**ACTION ITEM**:
Copy the full listing, changing nothing.

**INPUT**:
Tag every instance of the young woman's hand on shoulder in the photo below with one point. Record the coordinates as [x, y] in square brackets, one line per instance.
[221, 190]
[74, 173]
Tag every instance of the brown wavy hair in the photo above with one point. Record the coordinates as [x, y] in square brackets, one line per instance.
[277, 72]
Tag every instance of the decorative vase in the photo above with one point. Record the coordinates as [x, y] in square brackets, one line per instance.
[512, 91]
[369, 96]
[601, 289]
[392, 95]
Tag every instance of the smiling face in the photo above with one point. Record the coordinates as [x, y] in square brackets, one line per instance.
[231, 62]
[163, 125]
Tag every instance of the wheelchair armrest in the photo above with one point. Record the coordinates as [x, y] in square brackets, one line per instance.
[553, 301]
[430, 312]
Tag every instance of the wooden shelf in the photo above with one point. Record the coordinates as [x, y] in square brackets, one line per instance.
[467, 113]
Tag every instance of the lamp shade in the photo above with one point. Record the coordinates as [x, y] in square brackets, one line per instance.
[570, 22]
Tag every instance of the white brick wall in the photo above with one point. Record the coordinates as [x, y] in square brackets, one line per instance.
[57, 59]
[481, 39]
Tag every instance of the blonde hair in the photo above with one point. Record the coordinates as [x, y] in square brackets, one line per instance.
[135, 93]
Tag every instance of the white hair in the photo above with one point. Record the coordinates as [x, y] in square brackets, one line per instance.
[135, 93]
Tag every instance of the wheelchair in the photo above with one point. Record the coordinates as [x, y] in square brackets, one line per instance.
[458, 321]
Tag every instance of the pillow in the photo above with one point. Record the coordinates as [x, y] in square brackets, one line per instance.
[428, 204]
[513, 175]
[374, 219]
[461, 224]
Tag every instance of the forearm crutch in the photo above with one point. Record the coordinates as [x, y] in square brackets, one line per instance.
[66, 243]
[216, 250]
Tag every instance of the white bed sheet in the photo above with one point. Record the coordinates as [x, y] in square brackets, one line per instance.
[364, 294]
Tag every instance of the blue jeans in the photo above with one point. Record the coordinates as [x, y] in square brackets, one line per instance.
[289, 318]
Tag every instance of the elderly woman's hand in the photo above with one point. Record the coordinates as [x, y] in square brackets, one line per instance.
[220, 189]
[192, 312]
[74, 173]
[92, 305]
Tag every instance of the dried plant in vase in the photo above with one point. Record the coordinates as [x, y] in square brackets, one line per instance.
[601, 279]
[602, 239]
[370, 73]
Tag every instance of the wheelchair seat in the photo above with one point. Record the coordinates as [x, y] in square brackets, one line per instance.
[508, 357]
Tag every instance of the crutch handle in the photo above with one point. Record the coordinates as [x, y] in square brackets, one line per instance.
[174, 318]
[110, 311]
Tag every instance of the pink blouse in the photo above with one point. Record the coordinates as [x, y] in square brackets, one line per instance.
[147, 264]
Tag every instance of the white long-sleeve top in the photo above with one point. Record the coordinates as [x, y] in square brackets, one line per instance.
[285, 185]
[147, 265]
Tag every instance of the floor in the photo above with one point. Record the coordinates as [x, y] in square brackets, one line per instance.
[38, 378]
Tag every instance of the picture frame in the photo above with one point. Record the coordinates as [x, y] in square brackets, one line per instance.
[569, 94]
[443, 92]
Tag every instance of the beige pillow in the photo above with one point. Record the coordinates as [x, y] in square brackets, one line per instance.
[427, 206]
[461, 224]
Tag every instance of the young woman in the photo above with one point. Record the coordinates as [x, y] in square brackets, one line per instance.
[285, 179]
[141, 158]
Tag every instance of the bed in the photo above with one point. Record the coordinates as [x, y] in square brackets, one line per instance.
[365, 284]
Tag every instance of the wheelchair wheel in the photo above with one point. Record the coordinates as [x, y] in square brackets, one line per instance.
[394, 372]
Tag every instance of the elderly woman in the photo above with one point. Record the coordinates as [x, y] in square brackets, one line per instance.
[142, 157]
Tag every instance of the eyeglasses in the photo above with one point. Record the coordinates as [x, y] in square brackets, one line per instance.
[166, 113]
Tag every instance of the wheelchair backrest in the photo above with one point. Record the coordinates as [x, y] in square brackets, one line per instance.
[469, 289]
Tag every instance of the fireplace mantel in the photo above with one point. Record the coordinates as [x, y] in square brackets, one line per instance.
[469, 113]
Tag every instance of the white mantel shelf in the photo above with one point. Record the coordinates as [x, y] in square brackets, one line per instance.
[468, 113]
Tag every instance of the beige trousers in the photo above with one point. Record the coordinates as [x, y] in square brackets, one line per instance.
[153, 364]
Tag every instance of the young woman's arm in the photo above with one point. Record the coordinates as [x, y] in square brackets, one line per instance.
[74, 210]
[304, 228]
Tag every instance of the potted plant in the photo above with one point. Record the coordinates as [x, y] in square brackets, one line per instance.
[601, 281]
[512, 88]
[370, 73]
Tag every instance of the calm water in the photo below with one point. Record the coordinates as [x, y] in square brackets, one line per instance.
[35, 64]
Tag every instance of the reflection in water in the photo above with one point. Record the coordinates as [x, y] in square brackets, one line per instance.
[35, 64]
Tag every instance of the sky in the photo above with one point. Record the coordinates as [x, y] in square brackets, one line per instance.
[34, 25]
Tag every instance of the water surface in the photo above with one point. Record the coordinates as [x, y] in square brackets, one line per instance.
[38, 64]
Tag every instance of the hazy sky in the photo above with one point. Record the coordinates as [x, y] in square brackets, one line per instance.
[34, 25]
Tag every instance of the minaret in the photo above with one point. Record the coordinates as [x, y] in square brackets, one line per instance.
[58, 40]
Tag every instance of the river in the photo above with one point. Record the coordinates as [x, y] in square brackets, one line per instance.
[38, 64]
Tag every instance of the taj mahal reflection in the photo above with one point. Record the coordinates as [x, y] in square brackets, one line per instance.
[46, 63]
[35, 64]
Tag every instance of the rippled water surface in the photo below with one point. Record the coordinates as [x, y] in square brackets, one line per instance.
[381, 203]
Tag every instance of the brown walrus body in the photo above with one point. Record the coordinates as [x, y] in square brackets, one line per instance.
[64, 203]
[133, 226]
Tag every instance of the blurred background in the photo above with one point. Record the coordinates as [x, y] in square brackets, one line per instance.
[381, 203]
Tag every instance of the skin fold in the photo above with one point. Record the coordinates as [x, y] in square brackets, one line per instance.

**SOLUTION TO THE EXERCISE**:
Tag every instance of the young woman's hand on shoulder in the photo below with one point. Record the coordinates as [x, y] in square brackets, one line per instance.
[221, 190]
[74, 173]
Tag every instance of the brown wavy hair in the photo above with one point. Record the coordinates as [x, y] in square brackets, one line per instance.
[277, 72]
Tag every instance of the decorative vase in the photo above with one point. Record the coordinates as [x, y] in square brackets, one line per instance.
[512, 91]
[369, 96]
[601, 289]
[392, 95]
Tag every instance of the smiling face in the photo above with one point. Record the coordinates as [x, y] in square brackets, one line per instance.
[231, 62]
[163, 125]
Tag every instance of the wheelchair armrest in the photo above with one point. Record the coordinates as [x, y] in square brackets, one line per instance.
[553, 301]
[430, 312]
Tag every instance of the wooden shelf in the photo above with one point. Record the coordinates as [x, y] in square brackets, one line per instance.
[467, 113]
Tag every instance of the lamp shade in the photo above with one point. Record the coordinates as [x, y] in square brackets, one line per instance.
[570, 22]
Tag every instance of the white brick wall in the photo above with one point. Record the coordinates as [x, y] in square brackets, one line per instance.
[57, 59]
[481, 39]
Tag every instance of the blonde hair in the photo above with one point. Record the coordinates as [x, y] in square brackets, one line per instance.
[135, 93]
Tag every instance of the white hair in the photo above with one point. Record the coordinates as [x, y] in square brackets, one line per instance.
[135, 93]
Tag every instance of the wheelchair in the photo above with one point. Record the coordinates as [x, y] in square brackets, one line per instance.
[458, 321]
Tag every instance of the pillow in the photo above with one point. Record the coordinates as [x, y] in square brackets, one line per instance.
[428, 204]
[513, 175]
[374, 219]
[461, 224]
Tag every instance of the forearm crutch in the photo above with one point. Record the coordinates as [x, y] in square brackets, one line per instance.
[66, 243]
[216, 250]
Tag every instance of the white bed sheet in the photo above with one point. Record the coordinates as [x, y] in square brackets, one line per instance.
[364, 294]
Tag every instance of the blue jeans in the photo above with one point. Record the coordinates as [x, y] in square brackets, one line per instance.
[289, 318]
Tag every instance of the elderly woman's hand in the photo above with one point. Record the coordinates as [x, y] in square brackets, one line per instance.
[220, 189]
[192, 312]
[74, 173]
[92, 305]
Tag every instance of the dried plant in vase in the photo above with one point. Record the coordinates as [x, y] in square brackets, one line per instance.
[601, 279]
[602, 239]
[370, 73]
Tag every instance of the wheelchair seat in the photo above with one point. Record the coordinates as [x, y] in square brackets, one line per instance.
[508, 357]
Tag every instance of the crutch handle in the photo above with one point. Record the coordinates as [x, y] in square brackets, one line per instance.
[174, 318]
[110, 311]
Tag every instance of the pink blouse in the photo above with one point. Record the coordinates as [x, y] in square brackets, one line per instance.
[147, 264]
Tag every instance of the white long-sleeve top in the photo above with one point. Record the coordinates as [x, y] in square brackets, one line per instance.
[285, 185]
[147, 265]
Tag every instance of the floor in the photo above with one point. Record the coordinates as [x, y] in square brackets, one line per instance.
[38, 378]
Tag every instance of the picture frame in the photo above with one point. Record the coordinates as [x, y] in square brackets, one line per instance.
[569, 94]
[443, 92]
Tag every instance of the beige pillow in the photo above with one point. Record the coordinates as [x, y] in square brackets, one line per instance.
[427, 206]
[461, 224]
Tag every instance of the young woman in the photo above with one point. Record the coordinates as [x, y] in square brackets, one line per instance.
[285, 179]
[141, 158]
Tag every instance of the bed in the photo above with one point. Record the coordinates as [x, y] in square brackets, one line per instance.
[365, 284]
Tag every instance of the wheelchair wheel in the photo above with one point. Record the coordinates as [x, y] in square brackets, one line per instance.
[394, 372]
Tag every instance of the elderly woman in the photo above with one point. Record the coordinates as [x, y] in square brackets, one line per instance.
[142, 157]
Tag every instance of the eyeglasses in the photo above with one point. Record the coordinates as [x, y] in square brackets, one line per instance.
[166, 113]
Tag every instance of the wheelchair backrest in the photo above with one point. Record the coordinates as [x, y] in square brackets, one line per instance.
[469, 289]
Tag every instance of the fireplace mantel in the photo above with one point. Record the coordinates as [x, y] in square brackets, one line per instance.
[469, 113]
Tag every instance of the white mantel shelf in the photo above with one point. Record the coordinates as [x, y] in square brackets, one line per instance.
[468, 113]
Tag every instance of the beige trousers in the photo above with one point. Record the coordinates as [x, y] in square brackets, one line per instance.
[153, 364]
Tag every instance of the young woman's arm in the photo above with one point. Record the coordinates as [x, y] in square brackets, one line per instance.
[74, 210]
[304, 228]
Tag every instance of the potted plant in the photo above with one point. Record the coordinates as [x, y] in square brackets, one line per instance.
[601, 281]
[512, 88]
[370, 73]
Tag every instance of the calm water in the photo below with one point. Record the coordinates as [x, y] in square brackets, one line per instance.
[35, 64]
Tag every instance of the reflection in water in the photo above with one point. Record the coordinates as [x, y] in square brackets, one line per instance.
[35, 64]
Tag every instance of the sky in the photo above with one point. Record the coordinates as [x, y] in square brackets, one line per instance.
[34, 25]
Tag every instance of the water surface in the photo above with one point. Record the coordinates as [x, y] in square brackets, one line per instance.
[38, 64]
Tag every instance of the hazy sky in the photo above with one point. Record the coordinates as [x, y] in square brackets, one line per instance.
[34, 25]
Tag every instance of the minaret in the photo above with one point. Record the coordinates as [x, y] in square brackets, one line per instance.
[58, 40]
Tag every instance of the river in the photo above with one point. Record the coordinates as [x, y] in square brackets, one line per instance.
[38, 64]
Tag every instance of the taj mahal reflection in the photo above with one point. Record the coordinates as [x, y] in square brackets, one line per instance.
[46, 63]
[35, 64]
Tag every instance of the rippled water surface in the photo below with one point. Record the coordinates as [x, y] in square brackets, one line per instance.
[381, 203]
Tag every instance of the brown walrus body in the photo above with one point. Record the coordinates as [x, y] in square brackets, one line per instance.
[64, 203]
[133, 226]
Tag every instance of the blurred background in the photo above with one point. Record the coordinates as [x, y] in square brackets, one line per instance.
[381, 203]
Tag every instance of the skin fold in the photo above with one point. Record the coordinates as [x, y] in square brackets, one line per instance.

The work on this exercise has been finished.